Exercise text:

__________________________________________________

Core has made its first public appearance in the Gen 7 700 Series, which incorporates five models across the 147-206kW (203-283hp) power range.

“Future-proofing our product to take advantage of new environmentally friendly alternative fuel developments is a major focus of our company.”

AGCO is also working with hydrogen fuel through the H2Agrar agricultural model project in Haren, Germany.

“In our part of the project, we have developed two prototype hydrogen-powered tractors to establish the usability and performance potential of hydrogen for agricultural machinery.”

“The prototype Fendt tractors are equipped with hydrogen fuel cells and will be used under real conditions on two agricultural test farms.”

As shown in the video above, the cab’s roof is fitted with five hydrogen tanks, each carrying 4.2kg at 700 bar pressure.

This pressure is reduced to about 10 bar before the hydrogen goes into the fuel cell to be converted into electricity to provide around 350kW hours, with a battery providing an additional 25kW hours to provide up to 105kW of power for several hours.

__________________________________________________

Provided information:
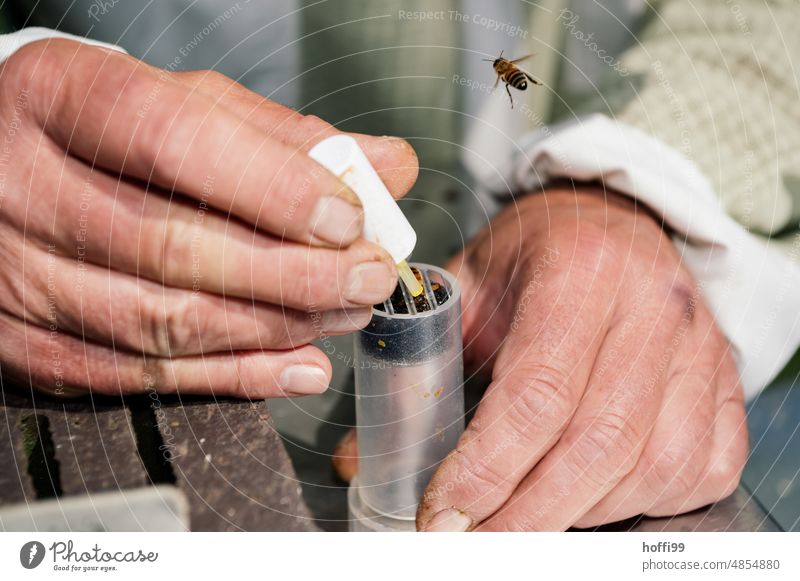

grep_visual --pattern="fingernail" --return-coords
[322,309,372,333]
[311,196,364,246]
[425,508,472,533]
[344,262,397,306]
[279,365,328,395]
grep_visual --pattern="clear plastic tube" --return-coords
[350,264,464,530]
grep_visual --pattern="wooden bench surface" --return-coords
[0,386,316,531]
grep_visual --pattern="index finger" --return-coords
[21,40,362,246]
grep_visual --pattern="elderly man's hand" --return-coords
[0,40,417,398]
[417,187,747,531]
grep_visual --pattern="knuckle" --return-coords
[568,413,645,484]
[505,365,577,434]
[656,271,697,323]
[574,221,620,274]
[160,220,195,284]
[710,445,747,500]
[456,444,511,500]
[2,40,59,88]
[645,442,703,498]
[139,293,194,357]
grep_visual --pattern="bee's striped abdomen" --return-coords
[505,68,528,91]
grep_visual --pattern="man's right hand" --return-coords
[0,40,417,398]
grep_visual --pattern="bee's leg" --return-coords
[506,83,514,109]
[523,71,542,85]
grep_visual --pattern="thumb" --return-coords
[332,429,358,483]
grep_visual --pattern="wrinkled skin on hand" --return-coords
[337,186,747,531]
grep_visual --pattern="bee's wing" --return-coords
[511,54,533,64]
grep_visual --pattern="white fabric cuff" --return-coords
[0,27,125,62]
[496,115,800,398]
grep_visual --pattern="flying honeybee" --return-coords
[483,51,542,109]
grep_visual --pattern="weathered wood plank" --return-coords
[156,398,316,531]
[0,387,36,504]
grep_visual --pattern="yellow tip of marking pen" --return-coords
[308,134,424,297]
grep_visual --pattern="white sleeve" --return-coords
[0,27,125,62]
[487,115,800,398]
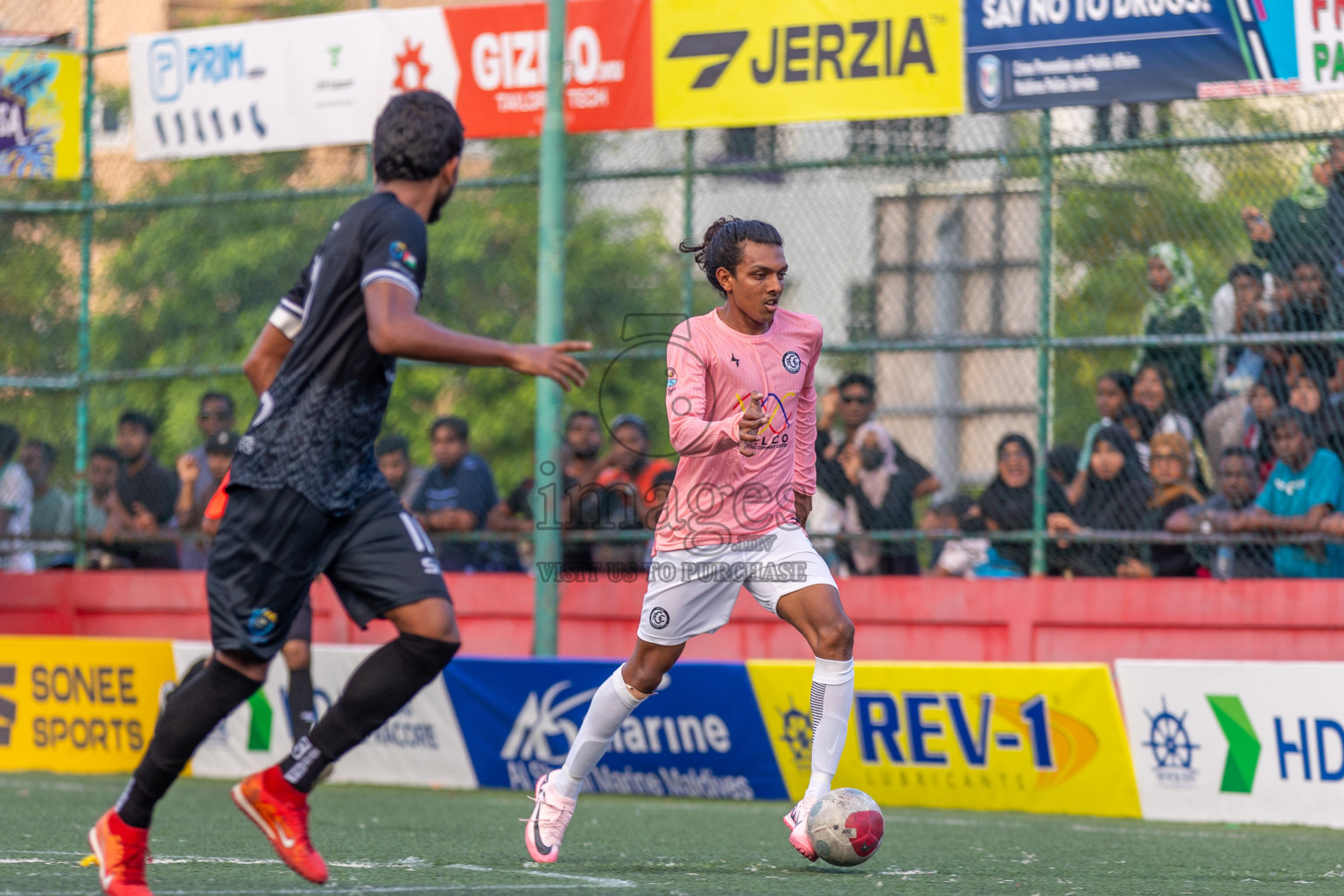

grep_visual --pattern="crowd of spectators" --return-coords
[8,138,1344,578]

__________________________________________________

Problem set:
A. Reproduce the part of the passage on AGCO's tractors starting at "As shown in" and ending at "for several hours.".
B. According to the passage on AGCO's tractors, how many hydrogen tanks are fitted to the cab's roof, and how much hydrogen does each one carry?

Answers for the exercise:
A.
As shown in the video above, the cab’s roof is fitted with five hydrogen tanks, each carrying 4.2kg at 700 bar pressure.

This pressure is reduced to about 10 bar before the hydrogen goes into the fuel cell to be converted into electricity to provide around 350kW hours, with a battery providing an additional 25kW hours to provide up to 105kW of power for several hours.

B. Five tanks, each carrying 4.2kg at 700 bar pressure.